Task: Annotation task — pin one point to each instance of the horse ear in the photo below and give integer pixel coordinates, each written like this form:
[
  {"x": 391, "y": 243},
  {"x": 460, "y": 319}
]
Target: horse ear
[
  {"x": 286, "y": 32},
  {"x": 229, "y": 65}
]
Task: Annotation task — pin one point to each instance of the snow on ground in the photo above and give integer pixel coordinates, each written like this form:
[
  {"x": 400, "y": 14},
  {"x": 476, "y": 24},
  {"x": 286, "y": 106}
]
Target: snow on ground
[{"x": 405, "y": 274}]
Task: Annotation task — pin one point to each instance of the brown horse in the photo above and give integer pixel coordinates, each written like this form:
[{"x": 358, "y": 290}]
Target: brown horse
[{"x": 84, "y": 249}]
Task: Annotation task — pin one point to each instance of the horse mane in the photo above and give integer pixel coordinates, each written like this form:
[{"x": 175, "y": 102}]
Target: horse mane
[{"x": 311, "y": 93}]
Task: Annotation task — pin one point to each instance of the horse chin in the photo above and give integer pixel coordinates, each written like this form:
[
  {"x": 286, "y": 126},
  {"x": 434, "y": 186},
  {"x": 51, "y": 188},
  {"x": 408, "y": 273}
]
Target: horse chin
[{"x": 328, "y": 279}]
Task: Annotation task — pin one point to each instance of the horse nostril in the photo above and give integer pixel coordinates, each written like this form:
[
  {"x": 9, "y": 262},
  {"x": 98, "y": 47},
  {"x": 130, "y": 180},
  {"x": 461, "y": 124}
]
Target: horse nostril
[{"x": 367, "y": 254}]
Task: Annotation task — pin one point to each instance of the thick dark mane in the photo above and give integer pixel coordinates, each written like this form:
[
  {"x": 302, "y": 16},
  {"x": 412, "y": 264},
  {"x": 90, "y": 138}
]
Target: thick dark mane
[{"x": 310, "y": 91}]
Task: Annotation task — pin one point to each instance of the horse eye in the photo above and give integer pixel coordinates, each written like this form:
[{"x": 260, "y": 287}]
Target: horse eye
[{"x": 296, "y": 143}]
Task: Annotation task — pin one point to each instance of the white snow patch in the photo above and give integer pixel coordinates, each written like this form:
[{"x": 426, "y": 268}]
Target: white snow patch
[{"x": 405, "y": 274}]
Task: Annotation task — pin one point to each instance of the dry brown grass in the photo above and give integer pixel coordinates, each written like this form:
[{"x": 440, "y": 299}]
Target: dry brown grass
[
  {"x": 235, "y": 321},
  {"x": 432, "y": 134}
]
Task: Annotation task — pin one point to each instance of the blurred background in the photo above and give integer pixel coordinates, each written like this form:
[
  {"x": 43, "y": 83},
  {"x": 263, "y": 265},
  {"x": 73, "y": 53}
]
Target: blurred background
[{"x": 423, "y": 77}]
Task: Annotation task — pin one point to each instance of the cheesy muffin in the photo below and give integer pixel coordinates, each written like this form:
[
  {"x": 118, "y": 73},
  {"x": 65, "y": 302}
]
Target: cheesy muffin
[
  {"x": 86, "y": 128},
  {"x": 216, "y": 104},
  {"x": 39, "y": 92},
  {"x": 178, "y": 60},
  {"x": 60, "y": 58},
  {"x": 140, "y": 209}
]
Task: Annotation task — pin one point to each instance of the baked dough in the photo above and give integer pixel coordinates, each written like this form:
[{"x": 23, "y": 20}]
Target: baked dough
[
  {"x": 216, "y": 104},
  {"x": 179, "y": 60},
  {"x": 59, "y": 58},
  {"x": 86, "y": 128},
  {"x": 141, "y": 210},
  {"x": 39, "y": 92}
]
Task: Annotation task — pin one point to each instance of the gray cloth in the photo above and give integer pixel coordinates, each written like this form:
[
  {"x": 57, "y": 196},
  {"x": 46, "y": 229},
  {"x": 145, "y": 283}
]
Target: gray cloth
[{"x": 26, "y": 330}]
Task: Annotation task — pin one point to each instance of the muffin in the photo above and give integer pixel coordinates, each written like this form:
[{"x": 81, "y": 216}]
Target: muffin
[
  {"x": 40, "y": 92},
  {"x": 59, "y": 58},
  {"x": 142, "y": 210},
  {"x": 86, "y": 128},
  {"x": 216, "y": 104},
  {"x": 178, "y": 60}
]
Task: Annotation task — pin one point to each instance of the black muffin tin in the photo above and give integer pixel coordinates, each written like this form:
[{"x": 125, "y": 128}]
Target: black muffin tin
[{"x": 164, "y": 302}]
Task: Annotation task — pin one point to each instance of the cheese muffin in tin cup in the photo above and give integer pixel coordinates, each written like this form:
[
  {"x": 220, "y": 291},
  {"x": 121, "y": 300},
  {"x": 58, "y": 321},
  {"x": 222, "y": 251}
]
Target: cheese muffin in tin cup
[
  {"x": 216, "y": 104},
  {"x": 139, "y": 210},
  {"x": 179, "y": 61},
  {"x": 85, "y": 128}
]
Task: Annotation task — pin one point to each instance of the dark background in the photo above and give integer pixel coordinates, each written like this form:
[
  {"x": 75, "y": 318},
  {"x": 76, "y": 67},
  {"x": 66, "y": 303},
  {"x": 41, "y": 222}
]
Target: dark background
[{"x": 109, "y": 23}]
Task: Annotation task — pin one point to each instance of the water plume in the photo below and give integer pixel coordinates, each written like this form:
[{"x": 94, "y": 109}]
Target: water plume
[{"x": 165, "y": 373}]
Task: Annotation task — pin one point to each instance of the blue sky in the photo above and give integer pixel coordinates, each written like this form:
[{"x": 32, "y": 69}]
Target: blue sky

- - - - - - -

• [Your goal]
Turn the listing above into a Markdown table with two columns, Number and Entry. Give each line its own numbered row and leave out any blank lines.

• [Right answer]
| Number | Entry |
|---|---|
| 1 | Task: Annotation task — pin one point to each instance of the horse ear in the photo below and give integer pixel coordinates, each written like this form: |
| 2 | [ |
| 3 |   {"x": 391, "y": 243}, |
| 4 |   {"x": 460, "y": 319} |
| 5 | ] |
| 6 | Target: horse ear |
| 7 | [ |
| 8 |   {"x": 286, "y": 32}, |
| 9 |   {"x": 229, "y": 65} |
| 10 | ] |
| 11 | Task: Annotation task — pin one point to each instance of the snow on ground in the photo above and give integer pixel coordinates, each written like this form: |
| 12 | [ |
| 13 |   {"x": 400, "y": 14}, |
| 14 |   {"x": 476, "y": 24}, |
| 15 |   {"x": 286, "y": 106} |
| 16 | ] |
| 17 | Target: snow on ground |
| 18 | [{"x": 405, "y": 274}] |
| 19 | Task: Annotation task — pin one point to each instance of the brown horse in the photo above and give integer pixel coordinates, each written like this form: |
| 20 | [{"x": 358, "y": 290}] |
| 21 | Target: brown horse |
| 22 | [{"x": 84, "y": 249}] |
| 23 | Task: Annotation task — pin one point to each instance of the horse mane in the photo above and give integer pixel coordinates, each written like this form: |
| 24 | [{"x": 175, "y": 102}] |
| 25 | Target: horse mane |
| 26 | [{"x": 311, "y": 93}] |
| 27 | Task: Annotation task — pin one point to each instance of the horse chin in the photo above and give integer pixel coordinates, each written like this form: |
| 28 | [ |
| 29 |   {"x": 286, "y": 126}, |
| 30 |   {"x": 434, "y": 186}, |
| 31 |   {"x": 51, "y": 188}, |
| 32 |   {"x": 408, "y": 273} |
| 33 | ] |
| 34 | Target: horse chin |
| 35 | [{"x": 328, "y": 279}] |
| 36 | Task: Annotation task — pin one point to each instance of the horse nostril in the photo above and give integer pixel coordinates, each written like this form: |
| 37 | [ |
| 38 |   {"x": 9, "y": 262}, |
| 39 |   {"x": 98, "y": 47}, |
| 40 |   {"x": 130, "y": 180}, |
| 41 |   {"x": 461, "y": 124} |
| 42 | ] |
| 43 | Target: horse nostril |
| 44 | [{"x": 367, "y": 254}] |
| 45 | Task: Annotation task — pin one point to each instance of the thick dark mane in the photo above and give integer pixel coordinates, each written like this form: |
| 46 | [ |
| 47 |   {"x": 302, "y": 16}, |
| 48 |   {"x": 412, "y": 264}, |
| 49 |   {"x": 90, "y": 138} |
| 50 | ] |
| 51 | Target: thick dark mane |
| 52 | [{"x": 310, "y": 91}] |
| 53 | Task: Annotation task — pin one point to each instance of the horse eye in the photo above and give integer pixel coordinates, each written like this form: |
| 54 | [{"x": 260, "y": 287}] |
| 55 | Target: horse eye |
| 56 | [{"x": 296, "y": 143}] |
| 57 | Task: Annotation task — pin one point to each instance of the white snow patch in the photo above and give integer pixel coordinates, each written like this form: |
| 58 | [{"x": 426, "y": 268}] |
| 59 | Target: white snow patch |
| 60 | [{"x": 405, "y": 274}] |
| 61 | Task: Annotation task — pin one point to each instance of the dry brown grass in the photo above and give integer pixel coordinates, each written like this form: |
| 62 | [{"x": 440, "y": 299}] |
| 63 | Target: dry brown grass |
| 64 | [ |
| 65 |   {"x": 235, "y": 321}, |
| 66 |   {"x": 432, "y": 134} |
| 67 | ] |
| 68 | Task: Annotation task — pin one point to each instance of the blurred background in the photo above and give integer pixel coordinates, each written like this form: |
| 69 | [ |
| 70 |   {"x": 43, "y": 83}, |
| 71 |   {"x": 263, "y": 265}, |
| 72 |   {"x": 73, "y": 53} |
| 73 | ] |
| 74 | Target: blurred background |
| 75 | [{"x": 423, "y": 77}] |
| 76 | Task: Annotation task — pin one point to each instance of the cheesy muffin in the photo below and give integer pixel coordinates, each written like this form: |
| 77 | [ |
| 78 |   {"x": 118, "y": 73}, |
| 79 |   {"x": 65, "y": 302} |
| 80 | ] |
| 81 | Target: cheesy muffin |
| 82 | [ |
| 83 |   {"x": 86, "y": 128}, |
| 84 |   {"x": 216, "y": 104}, |
| 85 |   {"x": 39, "y": 92}, |
| 86 |   {"x": 178, "y": 60}, |
| 87 |   {"x": 60, "y": 58}, |
| 88 |   {"x": 140, "y": 209} |
| 89 | ] |
| 90 | Task: Annotation task — pin one point to each instance of the baked dough in the photo above and give integer pixel coordinates, each written like this form: |
| 91 | [{"x": 23, "y": 20}] |
| 92 | Target: baked dough |
| 93 | [ |
| 94 |   {"x": 216, "y": 104}, |
| 95 |   {"x": 179, "y": 60}, |
| 96 |   {"x": 59, "y": 58}, |
| 97 |   {"x": 86, "y": 128}, |
| 98 |   {"x": 141, "y": 210}, |
| 99 |   {"x": 39, "y": 92} |
| 100 | ] |
| 101 | Task: Annotation task — pin one point to each instance of the gray cloth in the photo above and give integer pixel coordinates, each written like this form: |
| 102 | [ |
| 103 |   {"x": 57, "y": 196}, |
| 104 |   {"x": 46, "y": 229}, |
| 105 |   {"x": 145, "y": 283} |
| 106 | ] |
| 107 | Target: gray cloth |
| 108 | [{"x": 26, "y": 330}] |
| 109 | Task: Annotation task — pin one point to each instance of the muffin in the photo above and give integer pixel coordinates, each written like this form: |
| 110 | [{"x": 81, "y": 216}] |
| 111 | Target: muffin |
| 112 | [ |
| 113 |   {"x": 40, "y": 92}, |
| 114 |   {"x": 59, "y": 58}, |
| 115 |   {"x": 142, "y": 210}, |
| 116 |   {"x": 86, "y": 128}, |
| 117 |   {"x": 216, "y": 104}, |
| 118 |   {"x": 178, "y": 60} |
| 119 | ] |
| 120 | Task: Annotation task — pin one point to each instance of the black muffin tin in the photo above and give integer pixel coordinates, each written like this form: |
| 121 | [{"x": 125, "y": 128}] |
| 122 | Target: black muffin tin |
| 123 | [{"x": 164, "y": 302}] |
| 124 | Task: Annotation task — pin one point to each instance of the cheese muffin in tin cup in the photo above and give integer pixel coordinates, each written like this form: |
| 125 | [ |
| 126 |   {"x": 220, "y": 291}, |
| 127 |   {"x": 121, "y": 300}, |
| 128 |   {"x": 58, "y": 321}, |
| 129 |   {"x": 222, "y": 251} |
| 130 | ] |
| 131 | Target: cheese muffin in tin cup |
| 132 | [ |
| 133 |   {"x": 216, "y": 104}, |
| 134 |   {"x": 139, "y": 210}, |
| 135 |   {"x": 179, "y": 61}, |
| 136 |   {"x": 85, "y": 128} |
| 137 | ] |
| 138 | Task: Annotation task — pin one point to each instance of the dark background in the photo above and give integer pixel coordinates, each written like this form: |
| 139 | [ |
| 140 |   {"x": 75, "y": 318}, |
| 141 |   {"x": 76, "y": 67}, |
| 142 |   {"x": 66, "y": 303}, |
| 143 |   {"x": 41, "y": 222} |
| 144 | ] |
| 145 | Target: dark background |
| 146 | [{"x": 109, "y": 23}] |
| 147 | Task: Annotation task — pin one point to each instance of the water plume in the photo below and give integer pixel coordinates, each written like this form: |
| 148 | [{"x": 94, "y": 109}] |
| 149 | Target: water plume |
| 150 | [{"x": 165, "y": 373}] |
| 151 | Task: Annotation task — pin one point to each instance of the blue sky in the photo above and give integer pixel coordinates, each written like this form: |
| 152 | [{"x": 32, "y": 69}] |
| 153 | Target: blue sky |